Do this
Substitute "Limerick" for "Haiku" in the part of the Creative Writing class page that opens with the words containing "2. Continue Poetry" and closes with "Emma Lazarus (1883)", and give that part in full.

Sunday, June 3, 2018

Monday, June 4 2018

Creative Writing:  Monday June 4
Objectives/Essential Questions: Can You...
W.3 Construct a narrative in the form of Poetry using
imagery, engaging details and language.


Homework:  
Work on Final Reflection
Short Story revisions due Wednesday, June 6, beginning of class.

Agenda:
1. Calendar/Agenda (2 min).

2. Continue Poetry Unit
a. Work on your Final
b. Rhyming: Sonnet
c. Structure: Haiku
d. “This is just to say” Parody


Sonnet (14 lines and a rhyme scheme- alternating or couplets)

“The New Colossus,” Emma Lazarus (1883)

Not like the brazen giant of Greek fame

With conquering limbs astride from land to land;

Here at our sea-washed, sunset gates shall stand

A mighty woman with a torch, whose flame

Is the imprisoned lightning, and her name

Mother of Exiles. From her beacon-hand

Glows world-wide welcome; her mild eyes command

The air-bridged harbor that twin cities frame,

“Keep, ancient lands, your storied pomp!” cries she

With silent lips. “Give me your tired, your poor,

Your huddled masses yearning to breathe free,

The wretched refuse of your teeming shore,

Send these, the homeless, tempest-tost to me,

I lift my lamp beside the golden door!”

Information given

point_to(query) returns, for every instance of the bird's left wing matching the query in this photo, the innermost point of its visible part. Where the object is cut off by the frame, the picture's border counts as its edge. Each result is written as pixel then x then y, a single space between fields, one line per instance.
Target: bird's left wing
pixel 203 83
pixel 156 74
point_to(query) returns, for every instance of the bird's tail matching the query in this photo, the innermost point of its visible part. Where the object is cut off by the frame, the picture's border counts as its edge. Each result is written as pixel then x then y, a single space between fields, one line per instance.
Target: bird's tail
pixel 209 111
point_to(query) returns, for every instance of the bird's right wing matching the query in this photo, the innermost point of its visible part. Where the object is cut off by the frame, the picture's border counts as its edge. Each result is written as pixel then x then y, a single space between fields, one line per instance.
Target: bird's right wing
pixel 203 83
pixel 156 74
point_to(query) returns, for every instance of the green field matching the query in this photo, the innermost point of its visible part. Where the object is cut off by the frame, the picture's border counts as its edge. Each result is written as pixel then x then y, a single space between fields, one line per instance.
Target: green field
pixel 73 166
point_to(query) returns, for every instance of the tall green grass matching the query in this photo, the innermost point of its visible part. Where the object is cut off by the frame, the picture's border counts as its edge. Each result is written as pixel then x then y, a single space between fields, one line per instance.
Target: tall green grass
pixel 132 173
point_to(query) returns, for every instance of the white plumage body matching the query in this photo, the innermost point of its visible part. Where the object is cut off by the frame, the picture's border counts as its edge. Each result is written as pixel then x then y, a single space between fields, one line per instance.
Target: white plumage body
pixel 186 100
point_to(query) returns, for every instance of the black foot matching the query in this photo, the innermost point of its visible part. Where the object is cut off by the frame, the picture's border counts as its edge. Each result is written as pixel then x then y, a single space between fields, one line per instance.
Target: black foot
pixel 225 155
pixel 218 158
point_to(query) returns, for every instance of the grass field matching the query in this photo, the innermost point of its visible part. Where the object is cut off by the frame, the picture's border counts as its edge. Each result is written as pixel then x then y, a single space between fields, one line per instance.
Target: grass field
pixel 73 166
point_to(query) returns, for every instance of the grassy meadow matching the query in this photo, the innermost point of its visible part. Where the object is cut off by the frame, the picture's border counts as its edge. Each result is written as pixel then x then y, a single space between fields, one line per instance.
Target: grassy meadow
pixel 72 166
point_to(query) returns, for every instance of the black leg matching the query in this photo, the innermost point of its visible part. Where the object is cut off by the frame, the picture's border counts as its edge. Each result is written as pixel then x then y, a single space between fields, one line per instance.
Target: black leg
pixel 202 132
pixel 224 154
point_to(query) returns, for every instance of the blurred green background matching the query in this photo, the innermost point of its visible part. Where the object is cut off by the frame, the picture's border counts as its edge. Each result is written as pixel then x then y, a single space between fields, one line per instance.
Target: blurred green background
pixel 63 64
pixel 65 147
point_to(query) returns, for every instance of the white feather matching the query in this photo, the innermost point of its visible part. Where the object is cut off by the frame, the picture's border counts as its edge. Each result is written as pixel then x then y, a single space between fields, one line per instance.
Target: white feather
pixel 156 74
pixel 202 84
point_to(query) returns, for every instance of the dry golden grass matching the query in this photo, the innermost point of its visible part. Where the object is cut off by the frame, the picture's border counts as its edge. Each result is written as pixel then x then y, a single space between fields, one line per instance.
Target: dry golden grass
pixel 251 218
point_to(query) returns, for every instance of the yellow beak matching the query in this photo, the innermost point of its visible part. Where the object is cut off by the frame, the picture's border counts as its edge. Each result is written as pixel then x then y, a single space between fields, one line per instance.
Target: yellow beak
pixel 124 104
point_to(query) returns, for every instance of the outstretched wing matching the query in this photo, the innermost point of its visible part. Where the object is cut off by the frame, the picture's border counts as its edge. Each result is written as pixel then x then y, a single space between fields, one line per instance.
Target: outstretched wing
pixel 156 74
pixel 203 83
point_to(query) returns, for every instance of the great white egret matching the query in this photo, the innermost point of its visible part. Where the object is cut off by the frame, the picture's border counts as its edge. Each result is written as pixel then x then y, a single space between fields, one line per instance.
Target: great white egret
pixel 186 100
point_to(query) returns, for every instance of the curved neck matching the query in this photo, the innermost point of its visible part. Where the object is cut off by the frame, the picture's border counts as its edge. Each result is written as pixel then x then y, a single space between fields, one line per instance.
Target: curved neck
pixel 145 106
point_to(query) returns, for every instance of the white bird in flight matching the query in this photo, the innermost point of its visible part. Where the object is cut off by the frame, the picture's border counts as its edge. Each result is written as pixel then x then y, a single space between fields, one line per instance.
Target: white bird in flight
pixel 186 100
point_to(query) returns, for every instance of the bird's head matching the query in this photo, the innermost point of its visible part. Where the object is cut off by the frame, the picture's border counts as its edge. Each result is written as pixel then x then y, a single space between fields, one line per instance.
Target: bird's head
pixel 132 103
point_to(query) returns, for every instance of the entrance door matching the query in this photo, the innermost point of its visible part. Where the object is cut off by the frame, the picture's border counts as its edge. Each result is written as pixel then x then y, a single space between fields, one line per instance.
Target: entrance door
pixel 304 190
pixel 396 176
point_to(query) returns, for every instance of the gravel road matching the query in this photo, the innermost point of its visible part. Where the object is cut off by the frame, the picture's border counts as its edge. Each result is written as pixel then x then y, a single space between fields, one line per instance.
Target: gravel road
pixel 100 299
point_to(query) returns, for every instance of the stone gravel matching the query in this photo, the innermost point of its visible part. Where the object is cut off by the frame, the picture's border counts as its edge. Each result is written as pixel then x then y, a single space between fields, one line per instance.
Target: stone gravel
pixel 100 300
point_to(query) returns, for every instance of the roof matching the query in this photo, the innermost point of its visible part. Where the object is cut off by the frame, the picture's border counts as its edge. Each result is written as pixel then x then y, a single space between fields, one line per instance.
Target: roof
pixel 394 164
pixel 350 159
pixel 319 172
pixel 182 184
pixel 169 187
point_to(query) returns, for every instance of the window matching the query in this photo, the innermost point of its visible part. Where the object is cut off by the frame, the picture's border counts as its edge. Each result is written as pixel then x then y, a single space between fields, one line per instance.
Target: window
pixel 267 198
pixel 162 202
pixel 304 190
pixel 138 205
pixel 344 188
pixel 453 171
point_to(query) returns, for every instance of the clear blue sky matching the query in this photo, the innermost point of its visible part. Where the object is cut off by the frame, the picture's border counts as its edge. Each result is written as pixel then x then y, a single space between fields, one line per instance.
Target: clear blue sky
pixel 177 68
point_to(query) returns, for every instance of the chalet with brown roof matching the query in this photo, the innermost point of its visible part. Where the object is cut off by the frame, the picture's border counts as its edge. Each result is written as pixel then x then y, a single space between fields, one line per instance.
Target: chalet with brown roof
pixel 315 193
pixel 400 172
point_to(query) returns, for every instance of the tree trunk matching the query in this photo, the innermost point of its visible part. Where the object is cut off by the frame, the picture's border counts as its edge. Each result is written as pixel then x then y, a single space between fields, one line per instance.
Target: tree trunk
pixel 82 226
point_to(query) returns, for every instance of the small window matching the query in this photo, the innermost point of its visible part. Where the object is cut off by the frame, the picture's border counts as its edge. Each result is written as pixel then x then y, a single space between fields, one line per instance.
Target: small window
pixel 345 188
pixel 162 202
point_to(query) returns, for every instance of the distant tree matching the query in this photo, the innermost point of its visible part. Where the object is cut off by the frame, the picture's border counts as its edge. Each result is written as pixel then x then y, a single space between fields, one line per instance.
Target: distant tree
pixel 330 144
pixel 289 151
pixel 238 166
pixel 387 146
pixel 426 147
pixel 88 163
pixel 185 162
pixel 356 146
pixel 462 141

Full solution
2. Continue Poetry Unit
a. Work on your Final
b. Rhyming: Sonnet
c. Structure: Limerick
d. “This is just to say” Parody


Sonnet (14 lines and a rhyme scheme- alternating or couplets)

“The New Colossus,” Emma Lazarus (1883)